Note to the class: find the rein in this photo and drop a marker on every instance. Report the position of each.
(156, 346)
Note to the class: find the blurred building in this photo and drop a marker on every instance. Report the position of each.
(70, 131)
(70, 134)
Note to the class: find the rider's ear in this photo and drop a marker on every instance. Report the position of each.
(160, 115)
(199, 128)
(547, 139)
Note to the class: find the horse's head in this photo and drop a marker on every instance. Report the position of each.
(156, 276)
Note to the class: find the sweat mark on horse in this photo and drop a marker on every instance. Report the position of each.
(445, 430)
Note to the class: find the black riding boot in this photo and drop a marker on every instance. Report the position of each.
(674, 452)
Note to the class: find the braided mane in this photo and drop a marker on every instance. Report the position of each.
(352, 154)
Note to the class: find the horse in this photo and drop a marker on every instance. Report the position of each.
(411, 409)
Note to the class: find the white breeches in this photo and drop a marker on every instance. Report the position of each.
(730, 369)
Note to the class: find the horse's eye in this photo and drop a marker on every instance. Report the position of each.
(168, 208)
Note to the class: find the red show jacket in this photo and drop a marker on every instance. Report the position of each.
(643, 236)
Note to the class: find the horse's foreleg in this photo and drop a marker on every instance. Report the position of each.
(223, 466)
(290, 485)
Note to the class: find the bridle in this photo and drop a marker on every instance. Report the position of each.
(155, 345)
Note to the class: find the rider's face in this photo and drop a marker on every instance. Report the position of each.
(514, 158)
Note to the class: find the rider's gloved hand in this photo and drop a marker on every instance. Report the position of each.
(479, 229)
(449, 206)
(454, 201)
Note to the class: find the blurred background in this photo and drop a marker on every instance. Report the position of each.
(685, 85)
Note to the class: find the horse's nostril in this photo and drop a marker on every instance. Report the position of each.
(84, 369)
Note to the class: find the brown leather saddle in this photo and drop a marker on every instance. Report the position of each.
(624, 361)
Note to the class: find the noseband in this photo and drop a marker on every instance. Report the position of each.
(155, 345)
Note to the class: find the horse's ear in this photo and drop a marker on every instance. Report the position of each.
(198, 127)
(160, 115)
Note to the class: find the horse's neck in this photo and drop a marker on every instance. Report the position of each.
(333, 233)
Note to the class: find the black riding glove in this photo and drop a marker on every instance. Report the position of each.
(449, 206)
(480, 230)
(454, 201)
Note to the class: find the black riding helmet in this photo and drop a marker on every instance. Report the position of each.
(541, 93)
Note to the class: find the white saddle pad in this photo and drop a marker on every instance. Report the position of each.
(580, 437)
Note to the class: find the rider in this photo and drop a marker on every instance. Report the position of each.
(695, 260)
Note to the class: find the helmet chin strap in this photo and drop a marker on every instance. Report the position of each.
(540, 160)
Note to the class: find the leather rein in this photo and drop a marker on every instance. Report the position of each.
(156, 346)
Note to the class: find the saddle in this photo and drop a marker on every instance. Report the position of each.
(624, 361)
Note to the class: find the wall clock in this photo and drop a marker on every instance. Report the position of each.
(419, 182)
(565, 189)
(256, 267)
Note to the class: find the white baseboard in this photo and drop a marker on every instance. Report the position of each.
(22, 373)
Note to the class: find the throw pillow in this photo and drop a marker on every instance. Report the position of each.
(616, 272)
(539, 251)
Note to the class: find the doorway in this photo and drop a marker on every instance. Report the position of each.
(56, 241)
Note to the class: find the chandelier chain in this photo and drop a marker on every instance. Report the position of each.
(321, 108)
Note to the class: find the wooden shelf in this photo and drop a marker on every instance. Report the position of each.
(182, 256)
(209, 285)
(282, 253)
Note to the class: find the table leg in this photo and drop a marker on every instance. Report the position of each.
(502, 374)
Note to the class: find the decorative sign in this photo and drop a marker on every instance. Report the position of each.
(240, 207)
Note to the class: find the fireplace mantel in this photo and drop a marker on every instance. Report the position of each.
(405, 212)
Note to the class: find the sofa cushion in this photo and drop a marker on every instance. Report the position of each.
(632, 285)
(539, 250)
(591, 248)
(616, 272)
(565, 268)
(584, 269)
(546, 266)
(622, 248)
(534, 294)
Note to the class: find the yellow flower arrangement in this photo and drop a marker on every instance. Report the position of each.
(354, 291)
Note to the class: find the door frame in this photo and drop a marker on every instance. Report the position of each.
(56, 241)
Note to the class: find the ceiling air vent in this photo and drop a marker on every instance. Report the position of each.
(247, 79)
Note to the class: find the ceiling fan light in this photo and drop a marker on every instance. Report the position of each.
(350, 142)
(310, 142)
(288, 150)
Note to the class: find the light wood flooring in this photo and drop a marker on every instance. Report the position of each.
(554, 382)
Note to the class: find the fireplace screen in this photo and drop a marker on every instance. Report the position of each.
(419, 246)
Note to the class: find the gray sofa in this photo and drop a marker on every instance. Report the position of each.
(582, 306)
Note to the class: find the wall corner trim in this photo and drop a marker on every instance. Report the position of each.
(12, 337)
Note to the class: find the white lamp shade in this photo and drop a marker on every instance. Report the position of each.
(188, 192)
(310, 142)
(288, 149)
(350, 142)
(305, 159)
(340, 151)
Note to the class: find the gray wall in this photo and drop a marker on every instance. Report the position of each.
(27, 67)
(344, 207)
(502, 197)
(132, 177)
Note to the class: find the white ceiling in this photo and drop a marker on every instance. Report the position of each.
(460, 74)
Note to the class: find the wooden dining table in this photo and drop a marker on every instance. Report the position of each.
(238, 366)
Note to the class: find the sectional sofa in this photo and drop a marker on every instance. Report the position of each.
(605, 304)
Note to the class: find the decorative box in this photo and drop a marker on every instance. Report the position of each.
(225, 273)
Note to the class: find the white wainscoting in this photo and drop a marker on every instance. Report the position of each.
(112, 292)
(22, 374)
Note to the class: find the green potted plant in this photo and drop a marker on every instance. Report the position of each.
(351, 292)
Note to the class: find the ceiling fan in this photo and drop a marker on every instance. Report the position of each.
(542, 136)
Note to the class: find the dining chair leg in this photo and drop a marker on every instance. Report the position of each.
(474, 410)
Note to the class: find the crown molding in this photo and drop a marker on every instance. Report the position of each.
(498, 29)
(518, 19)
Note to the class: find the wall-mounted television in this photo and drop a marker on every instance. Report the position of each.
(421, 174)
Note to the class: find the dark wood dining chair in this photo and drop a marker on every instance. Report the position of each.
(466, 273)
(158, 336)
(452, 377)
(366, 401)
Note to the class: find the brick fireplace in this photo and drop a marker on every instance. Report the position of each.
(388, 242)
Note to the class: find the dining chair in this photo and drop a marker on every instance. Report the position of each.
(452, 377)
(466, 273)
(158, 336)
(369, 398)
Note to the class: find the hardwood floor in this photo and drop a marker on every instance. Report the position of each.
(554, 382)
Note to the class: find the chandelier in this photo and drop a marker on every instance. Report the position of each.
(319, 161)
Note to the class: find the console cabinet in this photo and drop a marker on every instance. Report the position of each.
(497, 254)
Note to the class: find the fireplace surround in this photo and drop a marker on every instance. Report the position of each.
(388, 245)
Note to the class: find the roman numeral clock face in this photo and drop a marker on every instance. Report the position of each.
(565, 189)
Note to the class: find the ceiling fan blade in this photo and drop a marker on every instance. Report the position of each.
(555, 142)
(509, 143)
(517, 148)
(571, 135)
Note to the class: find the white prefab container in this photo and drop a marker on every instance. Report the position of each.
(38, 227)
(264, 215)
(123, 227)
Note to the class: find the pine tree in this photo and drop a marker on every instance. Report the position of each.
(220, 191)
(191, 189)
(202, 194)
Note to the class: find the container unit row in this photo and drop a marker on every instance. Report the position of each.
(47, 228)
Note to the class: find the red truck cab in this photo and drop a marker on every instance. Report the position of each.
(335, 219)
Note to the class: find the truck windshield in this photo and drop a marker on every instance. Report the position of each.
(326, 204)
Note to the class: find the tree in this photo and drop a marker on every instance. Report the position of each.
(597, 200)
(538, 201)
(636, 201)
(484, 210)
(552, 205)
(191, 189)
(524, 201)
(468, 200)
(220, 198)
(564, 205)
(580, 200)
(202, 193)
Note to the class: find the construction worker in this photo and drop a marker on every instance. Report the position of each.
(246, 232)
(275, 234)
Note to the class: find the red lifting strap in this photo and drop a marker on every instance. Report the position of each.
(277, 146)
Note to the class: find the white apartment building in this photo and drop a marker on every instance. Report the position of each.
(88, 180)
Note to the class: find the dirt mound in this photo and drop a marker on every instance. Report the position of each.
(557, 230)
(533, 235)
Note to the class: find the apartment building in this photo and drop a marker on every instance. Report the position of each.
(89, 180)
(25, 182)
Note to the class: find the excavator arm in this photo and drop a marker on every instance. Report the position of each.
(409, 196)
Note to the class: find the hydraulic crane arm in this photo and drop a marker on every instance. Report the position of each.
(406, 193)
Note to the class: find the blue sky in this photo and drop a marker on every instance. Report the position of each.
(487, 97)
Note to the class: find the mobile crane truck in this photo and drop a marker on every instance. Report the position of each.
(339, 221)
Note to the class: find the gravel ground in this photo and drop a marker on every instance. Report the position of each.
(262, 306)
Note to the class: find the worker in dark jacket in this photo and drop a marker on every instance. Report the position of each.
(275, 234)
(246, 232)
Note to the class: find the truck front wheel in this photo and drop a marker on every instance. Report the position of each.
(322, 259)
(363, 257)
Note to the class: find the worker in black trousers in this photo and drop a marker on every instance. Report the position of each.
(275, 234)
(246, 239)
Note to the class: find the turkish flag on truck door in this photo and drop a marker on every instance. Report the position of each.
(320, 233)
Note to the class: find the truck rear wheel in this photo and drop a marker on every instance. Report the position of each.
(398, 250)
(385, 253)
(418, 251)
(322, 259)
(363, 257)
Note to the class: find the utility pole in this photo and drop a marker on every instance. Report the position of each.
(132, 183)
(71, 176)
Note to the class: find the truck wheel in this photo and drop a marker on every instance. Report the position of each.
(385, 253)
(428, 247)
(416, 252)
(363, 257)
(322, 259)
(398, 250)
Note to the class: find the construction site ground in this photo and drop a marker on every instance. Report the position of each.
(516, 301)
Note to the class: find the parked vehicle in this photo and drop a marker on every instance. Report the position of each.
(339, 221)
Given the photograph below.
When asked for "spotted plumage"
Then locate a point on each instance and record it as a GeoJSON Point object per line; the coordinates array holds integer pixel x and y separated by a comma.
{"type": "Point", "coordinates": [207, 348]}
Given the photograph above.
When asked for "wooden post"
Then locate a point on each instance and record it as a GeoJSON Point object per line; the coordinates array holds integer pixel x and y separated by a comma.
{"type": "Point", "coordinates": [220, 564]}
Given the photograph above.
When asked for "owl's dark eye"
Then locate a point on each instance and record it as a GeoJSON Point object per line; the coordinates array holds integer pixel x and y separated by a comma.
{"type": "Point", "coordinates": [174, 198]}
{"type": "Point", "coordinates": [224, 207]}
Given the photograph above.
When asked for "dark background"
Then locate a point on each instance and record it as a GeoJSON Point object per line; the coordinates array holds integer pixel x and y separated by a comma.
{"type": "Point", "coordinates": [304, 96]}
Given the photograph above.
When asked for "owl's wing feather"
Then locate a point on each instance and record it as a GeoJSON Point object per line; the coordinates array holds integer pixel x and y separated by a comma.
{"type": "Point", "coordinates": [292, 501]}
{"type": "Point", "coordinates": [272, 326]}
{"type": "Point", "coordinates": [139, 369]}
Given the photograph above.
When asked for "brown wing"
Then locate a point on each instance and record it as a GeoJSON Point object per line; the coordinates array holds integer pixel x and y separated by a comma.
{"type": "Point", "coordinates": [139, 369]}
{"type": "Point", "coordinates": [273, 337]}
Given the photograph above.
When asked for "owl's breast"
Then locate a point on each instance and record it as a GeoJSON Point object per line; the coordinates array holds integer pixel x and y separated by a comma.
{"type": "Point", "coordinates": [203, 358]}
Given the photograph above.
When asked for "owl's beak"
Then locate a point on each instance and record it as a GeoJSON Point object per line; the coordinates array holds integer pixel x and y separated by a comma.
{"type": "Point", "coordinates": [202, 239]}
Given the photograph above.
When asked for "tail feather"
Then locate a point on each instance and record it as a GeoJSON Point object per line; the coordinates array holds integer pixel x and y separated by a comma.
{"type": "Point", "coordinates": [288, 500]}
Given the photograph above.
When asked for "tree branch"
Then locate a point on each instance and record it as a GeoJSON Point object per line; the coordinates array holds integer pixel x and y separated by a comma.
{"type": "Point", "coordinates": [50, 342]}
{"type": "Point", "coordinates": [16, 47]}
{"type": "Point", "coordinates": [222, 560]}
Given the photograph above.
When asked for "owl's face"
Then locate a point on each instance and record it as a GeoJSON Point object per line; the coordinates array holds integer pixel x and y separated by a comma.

* [What to work on] Working from the entries above, find every line in which the word "When" occurs and copy it.

* [Expected output]
When asked for "spotted plumage"
When asked for "wooden post"
When asked for "owl's dark eye"
When asked for "dark background"
When asked for "owl's wing feather"
When asked for "brown wing"
When asked for "owl's breast"
When asked for "owl's beak"
When asked for "tail feather"
When asked for "tree branch"
When asked for "owl's face"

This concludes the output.